◆ WHAT THE TASK REQUIRES
The entries must be retyped exactly, down to the last line.

◆ DATA RECORDS

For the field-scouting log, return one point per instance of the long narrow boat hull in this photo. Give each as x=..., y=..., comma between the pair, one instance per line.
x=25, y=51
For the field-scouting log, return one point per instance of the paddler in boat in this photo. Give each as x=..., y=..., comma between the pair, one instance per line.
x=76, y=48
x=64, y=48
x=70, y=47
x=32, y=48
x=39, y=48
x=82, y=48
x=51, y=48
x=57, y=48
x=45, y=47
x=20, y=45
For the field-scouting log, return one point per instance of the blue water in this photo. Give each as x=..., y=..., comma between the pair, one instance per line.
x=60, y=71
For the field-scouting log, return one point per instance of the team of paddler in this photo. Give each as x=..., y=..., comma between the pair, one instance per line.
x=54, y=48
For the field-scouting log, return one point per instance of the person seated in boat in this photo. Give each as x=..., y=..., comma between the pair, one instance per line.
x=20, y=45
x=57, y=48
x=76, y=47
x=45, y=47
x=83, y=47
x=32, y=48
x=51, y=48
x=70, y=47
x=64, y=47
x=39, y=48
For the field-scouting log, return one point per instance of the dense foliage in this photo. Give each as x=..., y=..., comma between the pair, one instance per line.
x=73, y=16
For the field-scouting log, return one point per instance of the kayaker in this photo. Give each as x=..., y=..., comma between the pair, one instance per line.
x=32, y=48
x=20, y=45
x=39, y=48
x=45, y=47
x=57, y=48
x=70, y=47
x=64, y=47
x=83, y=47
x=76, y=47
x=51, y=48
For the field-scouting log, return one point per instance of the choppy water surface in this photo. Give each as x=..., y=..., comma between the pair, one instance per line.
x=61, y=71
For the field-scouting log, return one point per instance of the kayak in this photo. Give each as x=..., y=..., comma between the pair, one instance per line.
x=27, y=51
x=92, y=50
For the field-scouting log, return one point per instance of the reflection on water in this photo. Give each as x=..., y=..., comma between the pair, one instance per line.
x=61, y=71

◆ EXERCISE RESPONSE
For the field-scouting log, return one point per instance of the long narrow boat hull in this photo. Give each as x=..., y=..., comma between the pair, one instance per line.
x=25, y=51
For the field-scouting log, return one point per instance of the paddler in boat in this photo. Give each as x=..., y=..., comma between the pair, one instance per line.
x=76, y=48
x=64, y=48
x=70, y=47
x=32, y=48
x=39, y=48
x=82, y=48
x=51, y=48
x=57, y=48
x=45, y=47
x=20, y=45
For the field-scouting log, return one point per instance of the blue water in this photo. Give each as x=..., y=..., comma between the pair, one instance per line.
x=60, y=71
For the field-scouting log, return one point per instance of the team of paddler in this photo. Give each as x=..., y=..., comma between the pair, one instance per line.
x=54, y=48
For the field-scouting log, return one point per instance of the person seated in boat in this photo. Give each as x=..., y=..., comma between the pair, one instance per line.
x=20, y=45
x=57, y=48
x=76, y=47
x=45, y=47
x=83, y=47
x=32, y=48
x=51, y=48
x=70, y=47
x=64, y=47
x=39, y=48
For the field-scouting log, return one point per instance of the dense foliage in this photo. Give each as x=..., y=..., comma between the pair, one instance per line.
x=73, y=16
For the field-scouting log, return one point per instance of the kayaker in this photo. Give each as x=..., y=..., comma between the pair, one instance per line.
x=32, y=48
x=20, y=45
x=39, y=48
x=45, y=47
x=57, y=48
x=70, y=47
x=64, y=47
x=83, y=47
x=76, y=47
x=51, y=48
For the field-scouting log, return one point per instance of the choppy water surface in this photo. Give each as x=..., y=..., comma between the pair, one instance per line.
x=61, y=71
For the field-scouting log, return one point per instance of the kayak in this photo. Give each as x=..., y=..., comma between the pair, one instance per line.
x=27, y=51
x=92, y=50
For the field-scouting log, return one point per instance of the reflection on water in this photo. Give each as x=..., y=..., comma between the pair, one instance per line.
x=61, y=71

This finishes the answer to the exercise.